- [SET PROBLEM 1]: Name every person the blog post about Lennon's piano identifies by name.
- [SET PROBLEM 2]: Reproduce the blog post about Lennon's piano between "In those days, he" and "by the story.", inclusive.
--- PAGE EXTRACT ---
Monthly Archives: March 2013

The Piano That John Lennon Once Played

The other day, Yoko Ono posted on her Twitter account four antigun messages with an image of the blood-splattered glasses that Lennon was wearing when he was shot on Dec. 8, 1980.

That tweet was re-tweeted more than 3,000 times.

That news reminded me of the piano that John Lennon used to like playing during his stay in Japan.I saw it about two and an half years ago, when I went to Karuizawa, which is one of the luxury summer resorts of Japan.

It was the end of the extreme summer heat. I generally have no interest in booking a hotel room in a resort in the high season, but I had been really exhausted from an unprecedented swelter for three months.

Luckily, I could book a room in a splendid old hotel called the Manpei Hotel through its website at a good bargain price just one day before I went there.
I went there alone because my husband was very busy, but he knew that I felt really sick of the heat.

Karuizawa is very famous for the present Emperor’s love story with his wife, the Empress. It was a romantic story. He met her and fell in love with her at first sight at a tennis club’s court in Karuizawa, and they played tennis together in summer 1957.

In those days, he was Prince Akihito, the successor, and to tell the truth, his teacher, Mr. Koizumi Shinzou (who was the former president of Keio University) had managed this fateful encounter to look as if it had happened by chance, but Japanese people were excited by the story.
--- INFORMATION PROVIDED ---
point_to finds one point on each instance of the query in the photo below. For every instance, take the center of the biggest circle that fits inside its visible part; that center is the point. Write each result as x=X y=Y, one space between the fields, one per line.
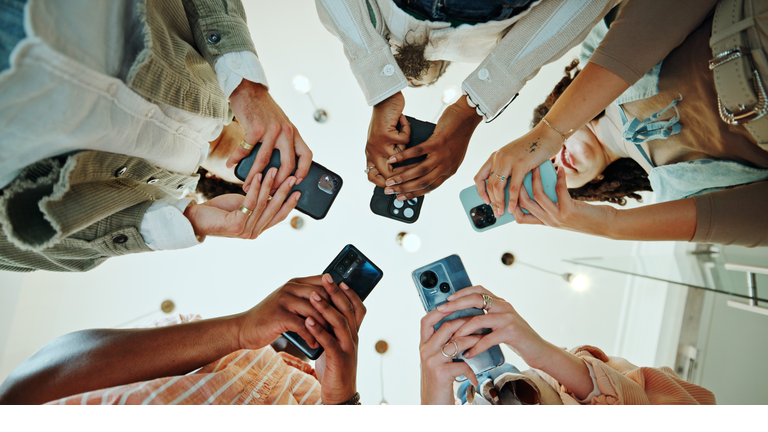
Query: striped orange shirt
x=246 y=377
---
- [SOLUTION 1]: Yoko Ono, John Lennon, Prince Akihito, Koizumi Shinzou

- [SOLUTION 2]:
In those days, he was Prince Akihito, the successor, and to tell the truth, his teacher, Mr. Koizumi Shinzou (who was the former president of Keio University) had managed this fateful encounter to look as if it had happened by chance, but Japanese people were excited by the story.